From the entries below, gather every line containing the string "white".
Start of Data supplied
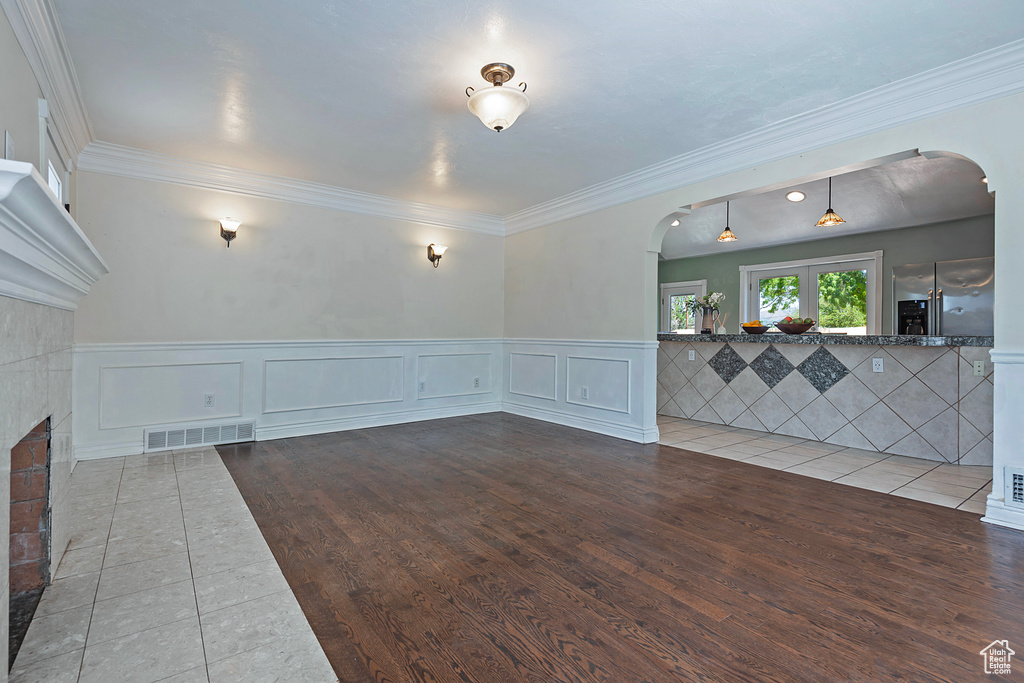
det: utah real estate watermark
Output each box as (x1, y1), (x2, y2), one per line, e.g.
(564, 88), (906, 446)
(980, 640), (1014, 675)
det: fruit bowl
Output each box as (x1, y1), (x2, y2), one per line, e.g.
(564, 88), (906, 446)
(775, 321), (814, 335)
(742, 326), (769, 335)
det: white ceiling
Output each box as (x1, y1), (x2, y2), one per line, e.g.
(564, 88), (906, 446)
(54, 1), (1024, 216)
(659, 155), (994, 260)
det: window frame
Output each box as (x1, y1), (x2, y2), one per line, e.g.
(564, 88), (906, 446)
(739, 251), (882, 334)
(660, 279), (707, 333)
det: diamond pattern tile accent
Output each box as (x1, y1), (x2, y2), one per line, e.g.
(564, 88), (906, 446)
(749, 346), (794, 389)
(708, 345), (748, 384)
(797, 347), (849, 394)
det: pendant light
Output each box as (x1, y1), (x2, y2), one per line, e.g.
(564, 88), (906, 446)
(815, 176), (846, 227)
(466, 63), (530, 132)
(717, 201), (737, 243)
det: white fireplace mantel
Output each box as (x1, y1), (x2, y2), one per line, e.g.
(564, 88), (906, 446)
(0, 159), (107, 310)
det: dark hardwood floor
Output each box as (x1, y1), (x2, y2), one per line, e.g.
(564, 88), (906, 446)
(218, 414), (1024, 682)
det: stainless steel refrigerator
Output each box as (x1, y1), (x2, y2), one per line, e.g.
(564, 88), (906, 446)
(892, 257), (994, 335)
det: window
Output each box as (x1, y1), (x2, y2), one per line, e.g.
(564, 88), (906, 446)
(47, 161), (62, 201)
(740, 252), (882, 333)
(660, 280), (707, 334)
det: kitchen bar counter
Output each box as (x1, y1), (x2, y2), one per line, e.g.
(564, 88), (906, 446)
(656, 333), (994, 347)
(657, 334), (993, 465)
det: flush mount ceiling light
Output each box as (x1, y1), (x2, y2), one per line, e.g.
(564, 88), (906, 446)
(219, 218), (240, 247)
(982, 176), (989, 184)
(786, 191), (806, 202)
(466, 63), (529, 132)
(670, 219), (680, 227)
(815, 176), (846, 228)
(717, 201), (737, 243)
(427, 243), (447, 268)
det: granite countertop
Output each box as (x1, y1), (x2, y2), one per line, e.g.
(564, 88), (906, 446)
(656, 333), (994, 347)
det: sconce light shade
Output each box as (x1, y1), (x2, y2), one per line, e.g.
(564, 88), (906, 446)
(220, 218), (241, 247)
(427, 243), (447, 268)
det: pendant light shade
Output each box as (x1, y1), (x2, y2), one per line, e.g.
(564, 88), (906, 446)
(466, 63), (530, 132)
(717, 201), (738, 243)
(815, 176), (846, 227)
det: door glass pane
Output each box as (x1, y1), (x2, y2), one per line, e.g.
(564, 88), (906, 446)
(817, 269), (867, 334)
(669, 294), (696, 333)
(758, 275), (799, 323)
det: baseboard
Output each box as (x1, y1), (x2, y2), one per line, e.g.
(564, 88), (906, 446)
(74, 441), (144, 460)
(502, 401), (658, 444)
(257, 402), (503, 441)
(982, 496), (1024, 531)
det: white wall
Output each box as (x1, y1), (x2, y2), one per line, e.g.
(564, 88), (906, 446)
(0, 10), (43, 171)
(73, 171), (505, 343)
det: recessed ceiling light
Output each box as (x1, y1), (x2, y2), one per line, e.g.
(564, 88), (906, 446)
(982, 176), (988, 184)
(786, 191), (806, 202)
(670, 219), (680, 227)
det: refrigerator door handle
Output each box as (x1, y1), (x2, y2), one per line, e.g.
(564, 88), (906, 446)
(927, 289), (934, 335)
(936, 288), (943, 336)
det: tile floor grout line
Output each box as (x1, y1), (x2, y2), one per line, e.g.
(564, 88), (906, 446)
(175, 453), (214, 683)
(74, 456), (125, 683)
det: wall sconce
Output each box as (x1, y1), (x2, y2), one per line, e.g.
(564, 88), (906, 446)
(220, 218), (241, 247)
(427, 243), (447, 268)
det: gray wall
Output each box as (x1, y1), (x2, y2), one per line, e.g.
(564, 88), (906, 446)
(658, 215), (994, 334)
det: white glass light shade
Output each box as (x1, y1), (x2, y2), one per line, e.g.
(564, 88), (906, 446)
(220, 218), (241, 233)
(431, 244), (448, 256)
(467, 86), (530, 132)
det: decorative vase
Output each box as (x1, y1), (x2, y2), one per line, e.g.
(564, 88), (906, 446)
(701, 307), (719, 333)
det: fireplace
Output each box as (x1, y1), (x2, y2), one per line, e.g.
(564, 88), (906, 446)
(10, 419), (51, 594)
(8, 418), (51, 667)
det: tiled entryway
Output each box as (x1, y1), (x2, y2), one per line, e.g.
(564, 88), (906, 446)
(10, 448), (338, 683)
(658, 416), (991, 513)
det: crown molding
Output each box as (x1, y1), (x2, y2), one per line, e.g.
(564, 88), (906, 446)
(0, 0), (93, 159)
(504, 39), (1024, 235)
(77, 142), (506, 236)
(0, 159), (108, 309)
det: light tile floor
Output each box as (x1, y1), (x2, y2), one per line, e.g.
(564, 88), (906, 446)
(11, 448), (338, 683)
(658, 416), (991, 514)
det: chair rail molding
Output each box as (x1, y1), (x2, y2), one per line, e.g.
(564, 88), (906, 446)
(0, 159), (108, 309)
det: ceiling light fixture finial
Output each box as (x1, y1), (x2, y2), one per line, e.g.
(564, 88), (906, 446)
(815, 176), (846, 227)
(717, 201), (737, 243)
(466, 63), (529, 132)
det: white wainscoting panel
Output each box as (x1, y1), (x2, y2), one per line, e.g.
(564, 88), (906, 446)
(503, 340), (659, 443)
(74, 339), (504, 459)
(417, 353), (492, 400)
(99, 362), (243, 428)
(74, 338), (660, 459)
(508, 352), (557, 401)
(264, 356), (404, 413)
(566, 356), (630, 414)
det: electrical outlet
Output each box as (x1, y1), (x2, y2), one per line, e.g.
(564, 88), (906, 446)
(203, 393), (215, 408)
(973, 360), (986, 377)
(688, 350), (696, 361)
(581, 386), (589, 400)
(872, 358), (884, 373)
(419, 381), (425, 392)
(474, 377), (480, 388)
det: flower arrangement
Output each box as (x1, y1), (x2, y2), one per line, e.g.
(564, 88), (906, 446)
(688, 291), (725, 312)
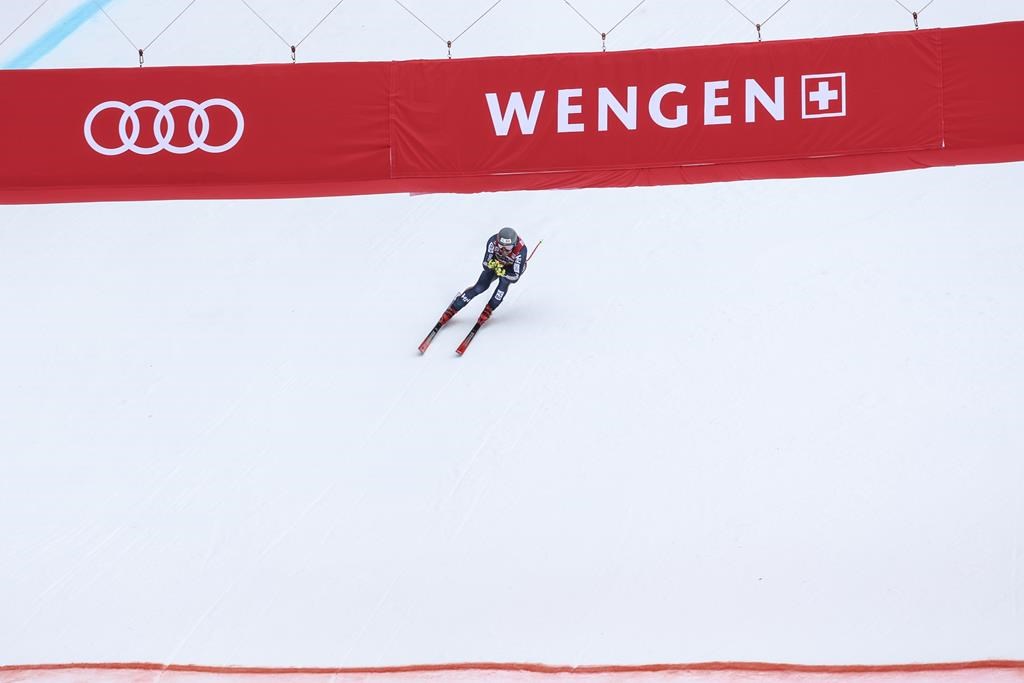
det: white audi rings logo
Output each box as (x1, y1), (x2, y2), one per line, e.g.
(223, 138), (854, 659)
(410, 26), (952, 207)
(84, 98), (244, 156)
End of Data supplied
Written response:
det: white ceiling
det: white fireplace mantel
det: white wall
det: white glass light shade
det: white wainscoting panel
det: white audi rings logo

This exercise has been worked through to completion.